»»

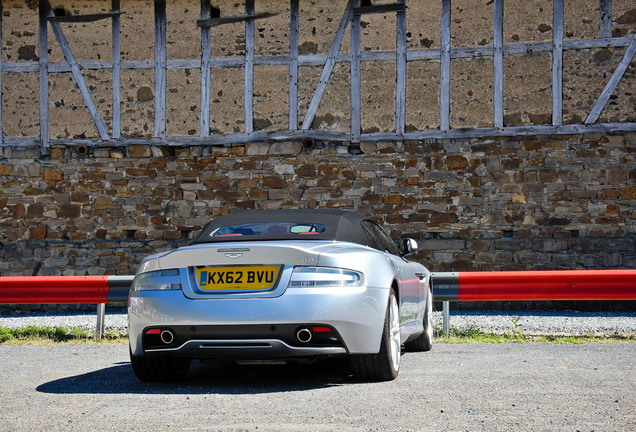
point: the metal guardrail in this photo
(532, 285)
(67, 290)
(459, 286)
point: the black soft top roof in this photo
(340, 225)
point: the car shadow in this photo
(206, 378)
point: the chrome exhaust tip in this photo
(167, 337)
(304, 335)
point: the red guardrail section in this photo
(461, 286)
(547, 285)
(54, 289)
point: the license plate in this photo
(250, 278)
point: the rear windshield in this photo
(268, 229)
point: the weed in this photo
(39, 334)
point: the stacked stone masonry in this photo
(558, 202)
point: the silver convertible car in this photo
(281, 285)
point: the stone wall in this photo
(560, 202)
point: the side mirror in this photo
(409, 247)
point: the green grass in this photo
(39, 335)
(474, 335)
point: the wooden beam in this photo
(612, 83)
(605, 8)
(557, 63)
(249, 68)
(498, 63)
(160, 68)
(375, 9)
(328, 136)
(43, 53)
(213, 22)
(330, 62)
(320, 59)
(206, 73)
(79, 78)
(356, 115)
(116, 26)
(293, 63)
(400, 84)
(445, 60)
(84, 18)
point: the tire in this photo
(159, 369)
(424, 342)
(385, 365)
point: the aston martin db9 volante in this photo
(281, 285)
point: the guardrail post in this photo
(445, 317)
(99, 330)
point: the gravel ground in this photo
(527, 322)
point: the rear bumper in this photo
(356, 315)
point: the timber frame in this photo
(302, 130)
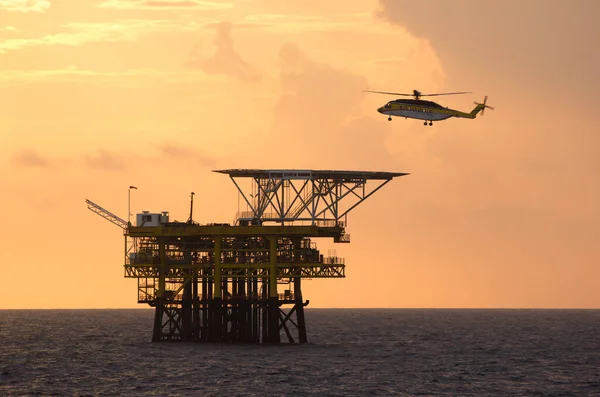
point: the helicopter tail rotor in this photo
(484, 105)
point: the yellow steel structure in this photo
(221, 282)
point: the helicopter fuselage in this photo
(416, 109)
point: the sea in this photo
(350, 352)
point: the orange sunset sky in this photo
(501, 211)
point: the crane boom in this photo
(106, 214)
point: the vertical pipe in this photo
(157, 332)
(300, 311)
(216, 326)
(273, 305)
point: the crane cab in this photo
(148, 219)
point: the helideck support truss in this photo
(322, 198)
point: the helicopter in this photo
(426, 110)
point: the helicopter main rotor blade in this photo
(446, 93)
(388, 93)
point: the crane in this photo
(106, 214)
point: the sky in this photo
(497, 212)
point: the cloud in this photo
(73, 74)
(164, 5)
(225, 60)
(31, 159)
(105, 160)
(165, 153)
(82, 33)
(25, 5)
(177, 152)
(319, 114)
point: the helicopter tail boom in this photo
(479, 108)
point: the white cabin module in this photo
(146, 218)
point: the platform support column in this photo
(160, 298)
(216, 311)
(273, 303)
(300, 311)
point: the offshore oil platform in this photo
(223, 282)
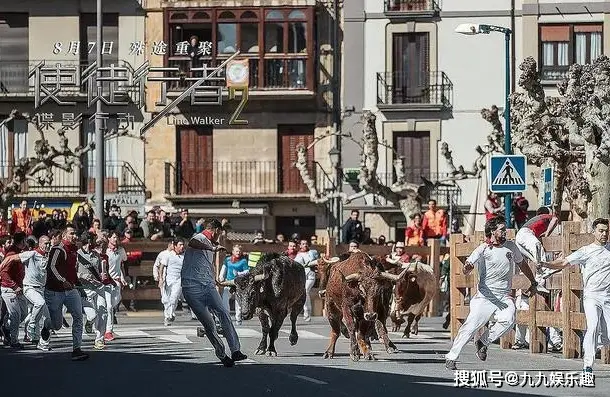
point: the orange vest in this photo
(435, 222)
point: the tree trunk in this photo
(599, 180)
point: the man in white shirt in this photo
(170, 271)
(199, 289)
(305, 257)
(594, 261)
(495, 260)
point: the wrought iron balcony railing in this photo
(120, 177)
(424, 88)
(411, 6)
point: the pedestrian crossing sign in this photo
(507, 174)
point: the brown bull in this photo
(412, 295)
(355, 292)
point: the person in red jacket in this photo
(60, 289)
(12, 274)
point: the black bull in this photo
(275, 287)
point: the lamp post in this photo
(334, 155)
(472, 29)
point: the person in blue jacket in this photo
(234, 265)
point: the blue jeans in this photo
(55, 302)
(201, 299)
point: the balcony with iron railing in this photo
(232, 179)
(120, 178)
(428, 91)
(412, 8)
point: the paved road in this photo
(148, 359)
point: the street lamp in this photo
(472, 29)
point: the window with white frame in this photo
(562, 45)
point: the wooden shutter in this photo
(411, 67)
(195, 166)
(415, 148)
(14, 49)
(290, 137)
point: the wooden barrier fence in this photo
(150, 249)
(571, 320)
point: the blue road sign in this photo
(547, 186)
(507, 174)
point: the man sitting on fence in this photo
(528, 240)
(594, 260)
(495, 260)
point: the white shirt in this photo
(35, 268)
(305, 258)
(161, 258)
(174, 266)
(198, 266)
(115, 259)
(594, 261)
(496, 267)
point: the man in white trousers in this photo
(305, 257)
(594, 261)
(35, 262)
(169, 281)
(495, 261)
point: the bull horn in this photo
(353, 277)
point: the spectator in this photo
(520, 207)
(435, 222)
(366, 238)
(352, 229)
(41, 226)
(185, 227)
(493, 208)
(21, 219)
(414, 235)
(81, 221)
(113, 221)
(151, 229)
(260, 238)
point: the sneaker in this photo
(238, 356)
(481, 351)
(43, 345)
(227, 362)
(79, 355)
(450, 364)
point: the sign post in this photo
(507, 174)
(546, 187)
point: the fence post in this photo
(434, 261)
(571, 341)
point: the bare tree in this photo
(407, 196)
(39, 168)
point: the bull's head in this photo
(248, 289)
(371, 285)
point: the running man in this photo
(199, 290)
(495, 260)
(594, 261)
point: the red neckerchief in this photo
(208, 234)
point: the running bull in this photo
(412, 295)
(275, 287)
(357, 295)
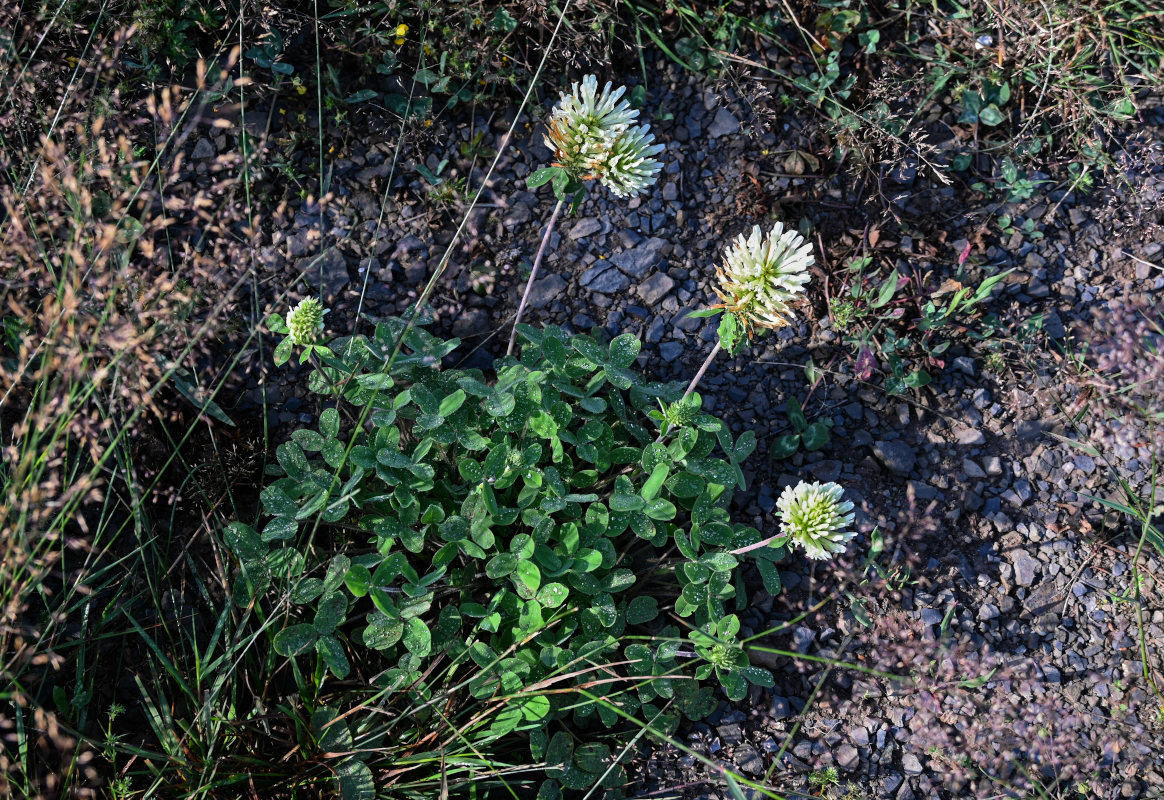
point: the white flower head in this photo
(815, 517)
(305, 321)
(630, 165)
(763, 275)
(591, 135)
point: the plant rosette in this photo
(532, 529)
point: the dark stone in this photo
(545, 290)
(898, 457)
(655, 288)
(603, 278)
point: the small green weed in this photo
(809, 436)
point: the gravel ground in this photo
(989, 531)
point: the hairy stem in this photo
(698, 375)
(533, 274)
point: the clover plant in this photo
(537, 529)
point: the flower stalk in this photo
(533, 274)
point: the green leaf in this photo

««

Brief -> Render all of the material above as a Markdown table with the columns Row and Line, giving each nonblank line its own numbered row. Skip blank lines, and leave the pictures out of the table.

Solution to the exercise ->
| Row | Line |
|---|---|
| 1 | point: the metal guardrail in this photo |
| 2 | (532, 285) |
| 3 | (67, 290) |
| 4 | (459, 286) |
| 5 | point: the black soft top roof in this photo |
| 6 | (340, 225) |
| 7 | point: the car shadow in this photo |
| 8 | (206, 378) |
| 9 | point: the chrome exhaust tip in this photo |
| 10 | (167, 337) |
| 11 | (304, 335) |
| 12 | point: the red guardrail section in this photo |
| 13 | (461, 286) |
| 14 | (547, 285) |
| 15 | (54, 289) |
| 16 | point: the license plate in this photo |
| 17 | (250, 278) |
| 18 | point: the rear windshield in this photo |
| 19 | (268, 229) |
| 20 | point: the weed in this photo |
| 21 | (39, 334) |
| 22 | point: the stacked stone masonry in this photo |
| 23 | (558, 202) |
| 24 | point: the silver convertible car in this photo |
| 25 | (281, 285) |
| 26 | point: the stone wall in this photo |
| 27 | (560, 202) |
| 28 | point: the side mirror in this photo |
| 29 | (409, 247) |
| 30 | point: the green grass in this photo |
| 31 | (39, 335) |
| 32 | (474, 335) |
| 33 | point: the wooden beam in this photo |
| 34 | (612, 83) |
| 35 | (605, 8) |
| 36 | (557, 63) |
| 37 | (249, 68) |
| 38 | (498, 63) |
| 39 | (160, 68) |
| 40 | (375, 9) |
| 41 | (328, 136) |
| 42 | (43, 53) |
| 43 | (213, 22) |
| 44 | (330, 62) |
| 45 | (320, 59) |
| 46 | (206, 73) |
| 47 | (79, 78) |
| 48 | (356, 115) |
| 49 | (116, 26) |
| 50 | (293, 63) |
| 51 | (400, 84) |
| 52 | (445, 60) |
| 53 | (84, 18) |
| 54 | point: the tire in this photo |
| 55 | (159, 369) |
| 56 | (424, 342) |
| 57 | (385, 365) |
| 58 | point: the aston martin db9 volante in this photo |
| 59 | (281, 285) |
| 60 | point: the guardrail post in this photo |
| 61 | (445, 317) |
| 62 | (99, 330) |
| 63 | point: the gravel ground in this photo |
| 64 | (527, 322) |
| 65 | point: the rear bumper in this photo |
| 66 | (356, 315) |
| 67 | point: the timber frame in this photo |
| 68 | (302, 130) |
| 69 | point: the helicopter tail rotor in this photo |
| 70 | (484, 105) |
| 71 | point: the yellow steel structure in this photo |
| 72 | (221, 282) |
| 73 | point: the helicopter fuselage in this photo |
| 74 | (416, 109) |
| 75 | point: the sea in this photo |
| 76 | (350, 352) |
| 77 | point: the orange sunset sky in this photo |
| 78 | (501, 211) |
| 79 | point: the crane boom in this photo |
| 80 | (106, 214) |
| 81 | point: the vertical pipe in this photo |
| 82 | (157, 332) |
| 83 | (300, 311) |
| 84 | (216, 326) |
| 85 | (273, 305) |
| 86 | point: the crane cab in this photo |
| 87 | (148, 219) |
| 88 | point: the helideck support truss in this photo |
| 89 | (322, 198) |
| 90 | point: the helicopter in this photo |
| 91 | (426, 110) |
| 92 | point: the helicopter main rotor blade in this photo |
| 93 | (446, 93) |
| 94 | (388, 93) |
| 95 | point: the crane in this photo |
| 96 | (106, 214) |
| 97 | point: the sky in this photo |
| 98 | (497, 212) |
| 99 | point: the cloud in this photo |
| 100 | (73, 74) |
| 101 | (164, 5) |
| 102 | (225, 60) |
| 103 | (31, 159) |
| 104 | (105, 160) |
| 105 | (165, 153) |
| 106 | (82, 33) |
| 107 | (25, 5) |
| 108 | (177, 152) |
| 109 | (319, 114) |
| 110 | point: the helicopter tail boom in this photo |
| 111 | (479, 108) |
| 112 | point: the white cabin module in this photo |
| 113 | (146, 218) |
| 114 | point: the platform support column in this photo |
| 115 | (160, 298) |
| 116 | (216, 311) |
| 117 | (273, 303) |
| 118 | (300, 311) |
| 119 | point: the offshore oil platform in this photo |
| 120 | (223, 282) |
| 121 | point: the orange vest in this photo |
| 122 | (435, 222) |
| 123 | point: the tree trunk in this photo |
| 124 | (599, 180) |
| 125 | point: the man in white shirt in this photo |
| 126 | (170, 271) |
| 127 | (199, 289) |
| 128 | (305, 257) |
| 129 | (594, 261) |
| 130 | (495, 260) |
| 131 | point: the wrought iron balcony railing in this photo |
| 132 | (120, 177) |
| 133 | (424, 88) |
| 134 | (411, 6) |
| 135 | point: the pedestrian crossing sign in this photo |
| 136 | (507, 174) |
| 137 | point: the brown bull in this photo |
| 138 | (412, 295) |
| 139 | (355, 292) |
| 140 | point: the person in red jacket in this photo |
| 141 | (60, 289) |
| 142 | (12, 274) |
| 143 | point: the black bull in this photo |
| 144 | (275, 287) |
| 145 | point: the lamp post in this photo |
| 146 | (334, 155) |
| 147 | (472, 29) |
| 148 | point: the person in blue jacket in this photo |
| 149 | (234, 265) |
| 150 | point: the blue jeans in this photo |
| 151 | (55, 302) |
| 152 | (201, 299) |
| 153 | point: the balcony with iron railing in this photo |
| 154 | (232, 179) |
| 155 | (120, 178) |
| 156 | (428, 91) |
| 157 | (412, 8) |
| 158 | point: the paved road in this photo |
| 159 | (148, 359) |
| 160 | point: the street lamp in this photo |
| 161 | (472, 29) |
| 162 | point: the window with white frame in this photo |
| 163 | (562, 45) |
| 164 | point: the wooden shutter in this photo |
| 165 | (411, 67) |
| 166 | (195, 166) |
| 167 | (415, 148) |
| 168 | (14, 49) |
| 169 | (290, 137) |
| 170 | point: the wooden barrier fence in this photo |
| 171 | (150, 249) |
| 172 | (571, 320) |
| 173 | point: the blue road sign in this photo |
| 174 | (547, 186) |
| 175 | (507, 174) |
| 176 | point: the man sitting on fence in this photo |
| 177 | (528, 240) |
| 178 | (594, 260) |
| 179 | (495, 260) |
| 180 | point: the white shirt in this photo |
| 181 | (35, 268) |
| 182 | (305, 258) |
| 183 | (161, 258) |
| 184 | (174, 266) |
| 185 | (198, 266) |
| 186 | (115, 259) |
| 187 | (594, 261) |
| 188 | (496, 267) |
| 189 | point: the man in white trousers in this photo |
| 190 | (305, 257) |
| 191 | (594, 261) |
| 192 | (35, 262) |
| 193 | (169, 281) |
| 194 | (495, 261) |
| 195 | point: the bull horn in this photo |
| 196 | (353, 277) |
| 197 | point: the spectator in this photo |
| 198 | (520, 207) |
| 199 | (435, 222) |
| 200 | (366, 238) |
| 201 | (352, 229) |
| 202 | (41, 226) |
| 203 | (185, 227) |
| 204 | (493, 208) |
| 205 | (21, 219) |
| 206 | (414, 235) |
| 207 | (81, 221) |
| 208 | (113, 221) |
| 209 | (151, 229) |
| 210 | (260, 238) |
| 211 | point: the sneaker in this photo |
| 212 | (238, 356) |
| 213 | (481, 351) |
| 214 | (43, 345) |
| 215 | (227, 362) |
| 216 | (79, 355) |
| 217 | (450, 364) |
| 218 | point: the sign post in this photo |
| 219 | (507, 174) |
| 220 | (546, 187) |
| 221 | point: the fence post in this photo |
| 222 | (434, 261) |
| 223 | (571, 341) |
| 224 | point: the bare tree in this photo |
| 225 | (407, 196) |
| 226 | (39, 168) |
| 227 | point: the bull's head in this photo |
| 228 | (248, 289) |
| 229 | (371, 285) |
| 230 | point: the running man in this photo |
| 231 | (199, 290) |
| 232 | (495, 260) |
| 233 | (594, 261) |
| 234 | point: the red neckerchief in this photo |
| 235 | (208, 234) |
| 236 | point: the running bull in this photo |
| 237 | (412, 295) |
| 238 | (275, 287) |
| 239 | (357, 295) |
| 240 | point: the white flower head in this photo |
| 241 | (815, 517) |
| 242 | (305, 321) |
| 243 | (630, 165) |
| 244 | (763, 275) |
| 245 | (591, 135) |
| 246 | point: the plant rosette in this photo |
| 247 | (532, 529) |
| 248 | point: the dark stone in this photo |
| 249 | (545, 290) |
| 250 | (898, 457) |
| 251 | (655, 288) |
| 252 | (603, 278) |
| 253 | point: the small green weed in this photo |
| 254 | (809, 436) |
| 255 | point: the gravel ground in this photo |
| 256 | (989, 531) |
| 257 | point: the hairy stem in this photo |
| 258 | (698, 375) |
| 259 | (533, 274) |
| 260 | point: the clover plant in this photo |
| 261 | (537, 529) |
| 262 | point: the flower stalk in this photo |
| 263 | (533, 274) |
| 264 | point: the green leaf in this photo |